Each line below should be repeated exactly, but no picture should be carried over.

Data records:
━━━━

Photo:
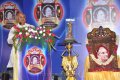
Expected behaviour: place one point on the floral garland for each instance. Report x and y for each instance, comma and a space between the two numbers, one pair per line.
34, 35
100, 62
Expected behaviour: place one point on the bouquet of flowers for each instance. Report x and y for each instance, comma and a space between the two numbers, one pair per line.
38, 35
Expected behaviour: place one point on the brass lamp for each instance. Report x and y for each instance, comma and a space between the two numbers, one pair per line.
69, 63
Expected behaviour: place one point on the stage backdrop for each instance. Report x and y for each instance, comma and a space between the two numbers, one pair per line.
72, 9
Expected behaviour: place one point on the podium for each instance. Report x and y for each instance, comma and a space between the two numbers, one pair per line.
32, 62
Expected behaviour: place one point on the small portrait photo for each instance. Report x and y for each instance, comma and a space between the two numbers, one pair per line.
9, 14
1, 16
102, 54
48, 11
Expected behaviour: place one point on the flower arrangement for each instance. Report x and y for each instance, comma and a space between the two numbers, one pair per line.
35, 35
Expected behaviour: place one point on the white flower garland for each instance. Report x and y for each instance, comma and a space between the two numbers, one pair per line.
99, 62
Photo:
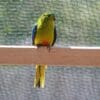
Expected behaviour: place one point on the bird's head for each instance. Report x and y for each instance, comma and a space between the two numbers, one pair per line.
46, 19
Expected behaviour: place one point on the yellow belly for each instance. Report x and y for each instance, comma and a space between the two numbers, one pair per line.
44, 37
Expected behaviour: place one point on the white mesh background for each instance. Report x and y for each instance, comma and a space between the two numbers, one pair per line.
77, 22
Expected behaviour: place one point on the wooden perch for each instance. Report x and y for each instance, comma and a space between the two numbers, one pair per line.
70, 56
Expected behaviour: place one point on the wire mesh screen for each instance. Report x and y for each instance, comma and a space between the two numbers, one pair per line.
77, 22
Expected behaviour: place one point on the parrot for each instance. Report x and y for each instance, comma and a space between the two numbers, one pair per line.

━━━━

◆ RESULT BELOW
Photo:
Expected behaviour: place one point on the floral garland for each instance. Report x and y for each instance, comma and a space between the two numbers, one pair per line.
34, 35
100, 62
Expected behaviour: place one point on the bouquet of flowers for each instance. Report x and y for each instance, comma and a space between the two numbers, one pair per line.
38, 35
Expected behaviour: place one point on the brass lamp for each instance. Report x and y for each instance, comma and a space between the two numbers, one pair per line.
69, 63
Expected behaviour: place one point on the stage backdrop for each instance. Report x and y for each instance, comma and a space between the two numbers, one pair per line.
72, 9
Expected behaviour: place one point on the podium for each instance. Report x and y for each instance, comma and a space between the two numbers, one pair per line.
32, 62
Expected behaviour: place one point on the small portrait photo for each instance. Report x and y for each instance, comma and a space between the two numbers, one pair per line.
9, 14
1, 16
102, 54
48, 11
Expected behaviour: place one point on the flower arrangement for each instance. Report x and y for each instance, comma and a space between the two numbers, one pair per line.
35, 35
Expected behaviour: place one point on the white flower garland for each instance. Report x and y for each instance, comma and a space between the two numbers, one pair per line.
99, 62
Photo:
Expected behaviour: place one point on the bird's head for each instance. Report x and y for each instance, comma and a space between the two numbers, one pair per line.
46, 19
Expected behaviour: place one point on the yellow belly for each instance. Report x and y for each instance, comma and a space between the two numbers, one pair per line.
44, 37
Expected behaviour: place one point on the white mesh background for each instance. Report x and y for each instance, comma and a space between the two numbers, one pair per line.
77, 22
Expected behaviour: place one point on the wooden perch for each instance. Report x and y for each instance, comma and a space between the two numbers, one pair per line.
70, 56
Expected behaviour: place one point on the wire mesh screen for each instance. Report x and y for each instance, comma and a space between the two numbers, one pair per line.
77, 22
Expected behaviour: place one point on the parrot for each instance. Report x and y for each instance, comma and a space between the two numbers, one pair per line.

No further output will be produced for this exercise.